[Dataset content Boundary: Start]

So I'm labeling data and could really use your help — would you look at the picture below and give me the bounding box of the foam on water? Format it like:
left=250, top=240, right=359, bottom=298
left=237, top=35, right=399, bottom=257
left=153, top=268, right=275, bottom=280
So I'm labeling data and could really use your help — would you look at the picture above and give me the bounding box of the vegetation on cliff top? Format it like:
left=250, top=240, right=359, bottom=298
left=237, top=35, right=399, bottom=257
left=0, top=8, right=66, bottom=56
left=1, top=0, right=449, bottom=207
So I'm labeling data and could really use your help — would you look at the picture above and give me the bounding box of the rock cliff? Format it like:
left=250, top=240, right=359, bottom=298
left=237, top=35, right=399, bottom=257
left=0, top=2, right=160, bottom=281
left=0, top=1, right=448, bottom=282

[Dataset content Boundary: End]

What is expected ▸ Output only the lines from the one holding "of the rock" through the last line above, exactly as they appear.

Response box ▸
So I'm labeling data and could really use your help — would you look at the picture above and give me the bounding box of the rock cliff? Format it like:
left=250, top=240, right=359, bottom=298
left=237, top=35, right=399, bottom=257
left=0, top=2, right=160, bottom=281
left=0, top=1, right=448, bottom=282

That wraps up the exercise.